任务目标 A: 在关于最小逆序数的题解中，输入的正整数 n 最大可以是多少？
任务目标 B: 接着关于最小逆序数的题解往下写，补全后续内容。

给定文本:
****************************************

线段树

The inversion number of a given number sequence a1, a2, ..., an is the number of pairs (ai, aj) that satisfy i < j and ai > aj. 

For a given sequence of numbers a1, a2, ..., an, if we move the first m >= 0 numbers to the end of the seqence, we will obtain another sequence. There are totally n such sequences as the following: 

a1, a2, ..., an-1, an (where m = 0 - the initial seqence) 
a2, a3, ..., an, a1 (where m = 1) 
a3, a4, ..., an, a1, a2 (where m = 2) 
... 
an, a1, a2, ..., an-1 (where m = n-1) 

You are asked to write a program to find the minimum inversion number out of the above sequences. 

Input

The input consists of a number of test cases. Each case consists of two lines: the first line contains a positive integer n (n <= 5000); the next line contains a permutation of the n integers from 0 to n-1. 

Output

For each case, output the minimum inversion number on a single line. 

Sample Input

10
1 3 6 9 0 8 5 7 4 2

Sample Output

16

题解1（暴力法）：直接暴力求解就行了；

#include <iostream>
#include <cstdio>
using namespace std;
#define inf 0x3f3f3f3f
int a[5500];
int main()
{
    int n,ans;
    while(scanf("%d",&n)!=EOF)
    {
        for(int i=0;i<n;i++)
            scanf("%d",&a[i]);
        int cnt=0;
        for(int i=0;i<n;i++)
            for(int j=i+1;j<n;j++)
                if(a[i]>a[j]) cnt++;
        ans=cnt;
        for(int i=0;i<n;i++)

****************************************

数据集节选:
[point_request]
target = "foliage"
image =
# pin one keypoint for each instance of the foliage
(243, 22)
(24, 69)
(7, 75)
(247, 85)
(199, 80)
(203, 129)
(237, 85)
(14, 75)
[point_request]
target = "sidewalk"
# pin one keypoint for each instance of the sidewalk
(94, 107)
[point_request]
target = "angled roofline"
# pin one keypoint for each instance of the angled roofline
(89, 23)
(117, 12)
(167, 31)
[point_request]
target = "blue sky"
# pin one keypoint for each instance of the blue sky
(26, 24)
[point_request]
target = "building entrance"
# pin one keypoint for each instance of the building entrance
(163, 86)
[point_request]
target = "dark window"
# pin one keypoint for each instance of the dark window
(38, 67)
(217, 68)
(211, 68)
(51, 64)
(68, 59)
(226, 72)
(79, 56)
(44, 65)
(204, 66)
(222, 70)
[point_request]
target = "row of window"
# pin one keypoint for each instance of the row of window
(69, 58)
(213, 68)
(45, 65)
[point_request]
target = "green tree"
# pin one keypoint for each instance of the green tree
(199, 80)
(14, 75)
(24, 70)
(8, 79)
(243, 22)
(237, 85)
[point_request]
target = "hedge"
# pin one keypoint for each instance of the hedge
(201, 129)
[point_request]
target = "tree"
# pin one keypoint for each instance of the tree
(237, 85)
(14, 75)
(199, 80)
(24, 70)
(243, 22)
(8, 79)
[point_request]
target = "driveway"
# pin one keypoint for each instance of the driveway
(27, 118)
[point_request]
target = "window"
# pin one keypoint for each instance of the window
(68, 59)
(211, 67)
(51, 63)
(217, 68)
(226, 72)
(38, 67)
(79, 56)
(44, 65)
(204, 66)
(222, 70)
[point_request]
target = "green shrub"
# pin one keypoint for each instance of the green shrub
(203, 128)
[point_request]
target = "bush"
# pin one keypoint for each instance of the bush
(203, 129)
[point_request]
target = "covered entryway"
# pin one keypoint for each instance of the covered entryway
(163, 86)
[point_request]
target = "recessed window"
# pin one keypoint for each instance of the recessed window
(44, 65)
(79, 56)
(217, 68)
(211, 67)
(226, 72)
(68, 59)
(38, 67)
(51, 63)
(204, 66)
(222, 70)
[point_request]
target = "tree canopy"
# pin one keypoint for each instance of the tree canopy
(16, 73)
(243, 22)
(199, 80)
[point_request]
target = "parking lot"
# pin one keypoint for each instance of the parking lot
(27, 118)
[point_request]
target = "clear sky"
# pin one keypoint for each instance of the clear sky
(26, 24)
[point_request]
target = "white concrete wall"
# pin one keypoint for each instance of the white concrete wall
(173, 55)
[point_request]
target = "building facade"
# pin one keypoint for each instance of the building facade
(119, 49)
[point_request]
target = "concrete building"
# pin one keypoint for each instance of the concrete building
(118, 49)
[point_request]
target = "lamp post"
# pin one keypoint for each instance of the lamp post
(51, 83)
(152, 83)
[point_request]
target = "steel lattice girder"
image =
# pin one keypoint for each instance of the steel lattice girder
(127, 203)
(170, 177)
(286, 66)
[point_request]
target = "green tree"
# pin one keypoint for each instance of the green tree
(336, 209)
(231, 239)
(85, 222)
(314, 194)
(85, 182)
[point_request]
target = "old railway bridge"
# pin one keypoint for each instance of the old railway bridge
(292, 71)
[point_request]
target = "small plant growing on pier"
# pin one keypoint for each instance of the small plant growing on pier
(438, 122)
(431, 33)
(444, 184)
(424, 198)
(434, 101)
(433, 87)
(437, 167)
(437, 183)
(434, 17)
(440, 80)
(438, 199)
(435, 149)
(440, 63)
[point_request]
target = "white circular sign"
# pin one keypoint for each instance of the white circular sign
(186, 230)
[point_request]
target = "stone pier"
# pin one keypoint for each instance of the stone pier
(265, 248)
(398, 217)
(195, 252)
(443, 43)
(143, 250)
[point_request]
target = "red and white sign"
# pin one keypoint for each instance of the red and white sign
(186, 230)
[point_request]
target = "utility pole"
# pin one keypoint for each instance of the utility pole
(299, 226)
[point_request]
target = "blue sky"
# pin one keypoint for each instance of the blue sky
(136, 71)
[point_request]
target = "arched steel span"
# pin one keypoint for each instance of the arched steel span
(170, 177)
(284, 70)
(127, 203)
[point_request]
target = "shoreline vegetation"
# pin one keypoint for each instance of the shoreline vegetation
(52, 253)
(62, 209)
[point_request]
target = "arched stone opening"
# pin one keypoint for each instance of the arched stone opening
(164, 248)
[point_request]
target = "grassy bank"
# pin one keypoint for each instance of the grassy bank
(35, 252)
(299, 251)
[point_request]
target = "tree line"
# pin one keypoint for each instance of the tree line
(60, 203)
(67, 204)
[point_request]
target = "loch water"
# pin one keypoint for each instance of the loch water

****************************************

书面回答 A: 5000

书面回答 B:
        {
            cnt=cnt-a[i]+(n-1-a[i]);
            if(ans>cnt)  ans=cnt;
        }
        printf("%d\n",ans);
    }
    return 0;
}

题解2（线段树）：num表示 l，r 区间内已有的数字，每输入一个 a[i],先检查 a[i], n-1 区间内已有的数字，这就是 a[i] 之前比 a[i] 大的数字的数量，全部累加，即为所求的逆序; 再循环一遍更新最小逆序就行了;

#include <iostream>
#include <cstdio>
using namespace std;
#define inf 0x3f3f3f3f
const int maxn=5500;
int a[maxn];
struct seg
{
    int l,r,num;
}tree[maxn<<2];
void build(int p, int l, int r)
{
    tree[p].l = l;
    tree[p].r = r;
    tree[p].num = 0;
    if(l == r) return;
    int mid = (l + r) >> 1;
    build(p<<1, l, mid);
    build(p<<1|1, mid+1, r);
}
void add(int p, int x)
{
    if(tree[p].l == tree[p].r)
    {
        tree[p].num ++;
        return;
    }
    int mid = (tree[p].l + tree[p].r) >> 1;
    if(x<=mid) add(p<<1, x);
    else add(p<<1|1, x);
    tree[p].num = tree[p<<1].num + tree[p<<1|1].num;
}
int ask(int p, int l, int r)
{
    if(l == tree[p].l && tree[p].r == r) return tree[p].num;
    int mid = (tree[p].l + tree[p].r) >> 1;
    if(r <= mid) return ask(p<<1, l, r);
    else if(l > mid) return ask(p<<1|1, l, r);
    else return ask(p<<1, l, mid) + ask(p<<1|1, mid+1, r);
}
int main()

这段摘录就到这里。